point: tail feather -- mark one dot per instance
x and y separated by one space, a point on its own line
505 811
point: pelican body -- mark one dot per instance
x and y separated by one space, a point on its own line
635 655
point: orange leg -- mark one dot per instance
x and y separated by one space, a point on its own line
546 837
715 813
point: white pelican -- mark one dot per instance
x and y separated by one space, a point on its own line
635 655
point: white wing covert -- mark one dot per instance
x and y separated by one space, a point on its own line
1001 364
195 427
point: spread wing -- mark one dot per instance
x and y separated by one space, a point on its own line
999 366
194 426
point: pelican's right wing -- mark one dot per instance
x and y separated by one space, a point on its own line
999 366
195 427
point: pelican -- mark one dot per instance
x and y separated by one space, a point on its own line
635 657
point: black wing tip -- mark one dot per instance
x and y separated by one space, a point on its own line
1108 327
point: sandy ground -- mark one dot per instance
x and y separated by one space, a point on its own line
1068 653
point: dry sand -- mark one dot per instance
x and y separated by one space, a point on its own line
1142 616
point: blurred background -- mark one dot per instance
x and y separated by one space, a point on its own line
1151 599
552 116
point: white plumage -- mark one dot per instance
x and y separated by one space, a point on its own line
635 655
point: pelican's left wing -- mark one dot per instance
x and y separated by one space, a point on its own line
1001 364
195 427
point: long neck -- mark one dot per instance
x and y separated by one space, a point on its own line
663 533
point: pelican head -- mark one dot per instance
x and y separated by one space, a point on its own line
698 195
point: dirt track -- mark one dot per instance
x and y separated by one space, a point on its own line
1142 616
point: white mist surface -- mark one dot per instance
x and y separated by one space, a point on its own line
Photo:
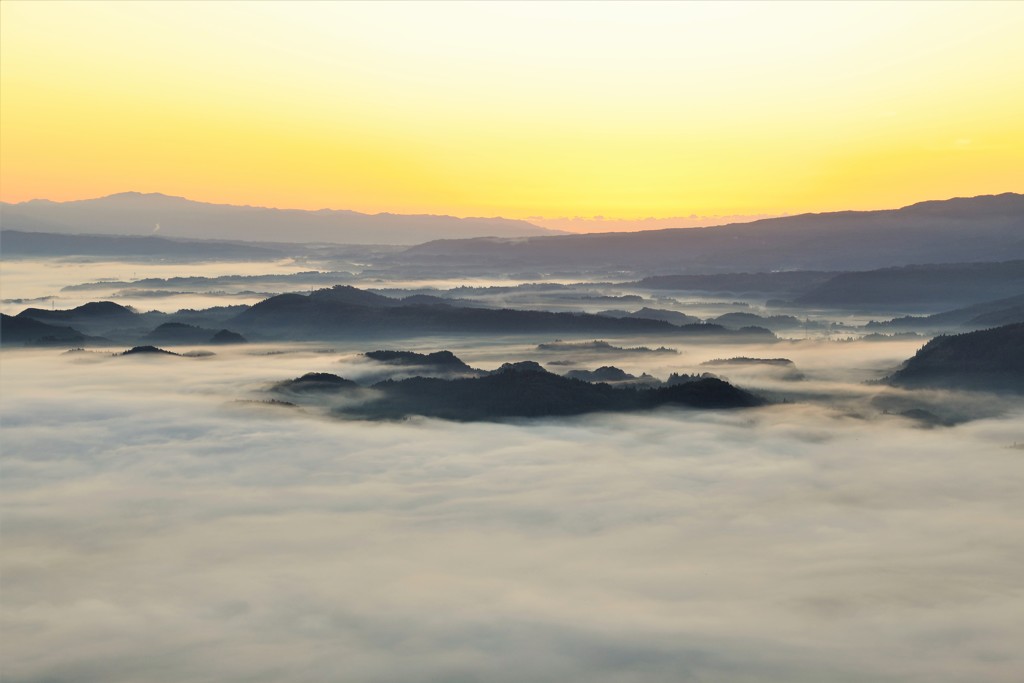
154 529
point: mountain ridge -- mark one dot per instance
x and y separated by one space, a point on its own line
134 213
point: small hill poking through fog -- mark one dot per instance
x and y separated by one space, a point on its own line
139 214
984 359
966 229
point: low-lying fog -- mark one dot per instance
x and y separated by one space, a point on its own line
156 528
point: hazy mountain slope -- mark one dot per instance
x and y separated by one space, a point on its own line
943 285
980 228
986 314
19 243
349 312
134 213
525 390
984 359
27 331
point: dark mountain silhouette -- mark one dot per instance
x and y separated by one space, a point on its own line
598 346
349 312
744 360
17 243
981 315
89 311
990 359
147 350
134 213
105 318
181 333
178 333
979 228
613 376
602 374
783 283
439 359
740 319
315 383
28 332
526 390
673 316
930 285
227 337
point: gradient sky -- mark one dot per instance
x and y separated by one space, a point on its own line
619 110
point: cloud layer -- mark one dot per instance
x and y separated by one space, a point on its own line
155 529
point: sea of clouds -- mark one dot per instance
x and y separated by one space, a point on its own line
157 528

> Directions for this task
Would you print the listing above in full, exactly, but with no pictures?

> Your response
point: tail feather -- mark one dot per instance
x and y separated by one space, a point on its own line
505 811
point: pelican body -- mark one dot per instance
x and y separated by one space, a point on its own line
635 655
point: orange leg -- mark one dot per instance
x and y separated by one space, a point on its own line
546 837
715 813
point: white pelican -- mark one dot per instance
x and y separated by one space, a point on its own line
635 655
point: white wing covert -- mark one dot per instance
x and y separated by one space, a point on its own line
1001 364
195 427
point: spread wing -- mark one dot per instance
x and y separated by one space, a point on its own line
999 366
194 426
point: pelican's right wing -- mark one dot per instance
x and y separated by one space, a point on its own line
999 366
195 427
point: pelican -- mark one dot per instance
x and y separated by one space, a point on its own line
635 657
point: black wing tip -- mark one dot per instance
x and y separated by one space, a point on its own line
1108 327
point: sandy ground -- mark one dot per instance
x and y separated by one space, a point on its own line
1068 653
point: dry sand -- mark one dot per instance
x and y separated by one space, a point on its own line
1142 616
point: blurred background -- mark one dot per instance
x and y separated by one space, a point on its own line
1151 599
552 116
point: white plumage -- mark one dot per instance
x and y separated by one space, a point on its own line
635 655
point: pelican's left wing -- mark one dot per instance
x and y separated by one space, a point on its own line
1001 364
195 427
point: long neck -- mark one dot per instance
x and y separated by one space, a point on its own line
663 533
point: pelican head -- mark one dot per instance
x and y separated by one space, a point on its own line
698 195
point: dirt track -- mark one dot per instance
x and y separated by one space, a point on its own line
1142 616
point: white mist surface -- mark one dot per instance
x and y separated by one space, a point on its own line
Photo:
154 529
point: mountain ridge -- mark one dot per instance
x and y separated by one space, a point on its own line
134 213
point: small hill poking through fog -- mark one dot per instance
x and y separated by one space, a point on its own line
139 214
984 359
966 229
point: low-lying fog -- mark one dot per instance
x and y separated by one space, a point on its own line
156 528
point: hazy mountain slope -- mark one dot per instance
x and y separated by one space, a point on its own line
943 285
980 228
986 314
19 243
349 312
134 213
525 390
984 359
27 331
point: dark mountain silhouette -- mark one dot per instance
x and y separated by one space, a point on its own line
598 346
349 312
744 360
17 243
981 315
89 311
990 359
147 350
134 213
105 318
181 333
178 333
979 228
613 376
602 374
783 283
439 359
740 319
315 383
28 332
526 390
673 316
930 285
227 337
point: gradient sky -- mark one dot per instance
x and y separated by one space, a point on its own line
619 110
point: cloud layer -- mark one dot per instance
x and y separated by one space, a point on its own line
155 529
point: sea of clouds -- mark one dot per instance
x and y separated by one space, a point on its own line
157 528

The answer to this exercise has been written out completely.